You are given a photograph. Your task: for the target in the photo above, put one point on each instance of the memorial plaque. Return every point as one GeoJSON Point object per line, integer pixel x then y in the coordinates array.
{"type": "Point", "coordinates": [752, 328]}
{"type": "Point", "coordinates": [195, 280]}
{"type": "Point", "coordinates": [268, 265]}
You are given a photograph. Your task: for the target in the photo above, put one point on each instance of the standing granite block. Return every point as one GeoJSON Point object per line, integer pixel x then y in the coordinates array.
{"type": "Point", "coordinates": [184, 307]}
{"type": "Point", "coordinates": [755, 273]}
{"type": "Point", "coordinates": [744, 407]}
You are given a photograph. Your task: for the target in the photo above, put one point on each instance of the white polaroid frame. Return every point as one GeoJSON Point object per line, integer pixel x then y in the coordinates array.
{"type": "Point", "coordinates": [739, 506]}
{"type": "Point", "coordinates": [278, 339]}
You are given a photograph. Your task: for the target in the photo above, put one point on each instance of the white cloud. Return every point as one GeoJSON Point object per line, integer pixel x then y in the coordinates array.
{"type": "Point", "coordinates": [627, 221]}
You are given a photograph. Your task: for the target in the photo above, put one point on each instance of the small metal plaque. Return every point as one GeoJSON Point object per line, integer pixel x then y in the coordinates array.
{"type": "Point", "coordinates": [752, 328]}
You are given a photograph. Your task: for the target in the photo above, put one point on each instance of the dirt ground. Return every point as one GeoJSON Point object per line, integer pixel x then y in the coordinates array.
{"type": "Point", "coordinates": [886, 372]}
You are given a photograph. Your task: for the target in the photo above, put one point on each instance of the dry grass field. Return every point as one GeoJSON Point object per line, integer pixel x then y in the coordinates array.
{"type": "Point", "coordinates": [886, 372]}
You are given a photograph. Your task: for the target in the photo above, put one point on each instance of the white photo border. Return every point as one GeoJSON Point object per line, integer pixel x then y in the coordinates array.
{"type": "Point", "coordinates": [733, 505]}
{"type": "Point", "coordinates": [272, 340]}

● The exercise: Please rewrite every line of the records above as a single numbered list, leaving out any blank lines.

● Final result:
1. You are given a photograph. Your task: for the target in the photo above, put one point on each instance of the memorial plaque. Return every point as one GeoJSON Point object per line, integer pixel x then y in the coordinates array.
2. {"type": "Point", "coordinates": [752, 328]}
3. {"type": "Point", "coordinates": [195, 280]}
4. {"type": "Point", "coordinates": [268, 265]}
5. You are given a photograph. Your task: for the target in the photo above, put one point on each instance of the standing granite block. Return every point as one GeoJSON Point object per line, integer pixel x then y in the coordinates array.
6. {"type": "Point", "coordinates": [184, 307]}
7. {"type": "Point", "coordinates": [755, 273]}
8. {"type": "Point", "coordinates": [744, 407]}
9. You are given a photograph. Your task: for the target in the photo above, put one point on each instance of the white polaroid frame. Return every point as one GeoJSON Point object per line, integer pixel x then y in the coordinates array.
10. {"type": "Point", "coordinates": [739, 506]}
11. {"type": "Point", "coordinates": [278, 339]}
12. You are given a photograph. Your task: for the target in the photo above, put one point on each instance of the white cloud. Return every point as one GeoJSON Point object per line, integer pixel x then y in the coordinates array.
13. {"type": "Point", "coordinates": [627, 221]}
14. You are given a photograph. Your task: for the target in the photo above, put one point on each instance of the small metal plaque. Return every point as one GeoJSON Point object per line, integer pixel x then y in the coordinates array.
15. {"type": "Point", "coordinates": [752, 328]}
16. You are given a photograph. Your task: for the target in the photo above, put one point on each instance of the dirt ground. Return every point as one GeoJSON Point object per line, integer pixel x then y in the coordinates array.
17. {"type": "Point", "coordinates": [886, 372]}
18. You are given a photograph. Your task: for the target in the photo above, put one point on each instance of the dry grass field. Return every point as one GeoJSON Point object per line, integer pixel x then y in the coordinates array.
19. {"type": "Point", "coordinates": [886, 372]}
20. You are given a photograph. Your task: for the target in the photo above, put one point on each instance of the white photo border. Return every point as one GeoJSON Point object per line, integer pixel x then y in the coordinates array.
21. {"type": "Point", "coordinates": [733, 505]}
22. {"type": "Point", "coordinates": [272, 340]}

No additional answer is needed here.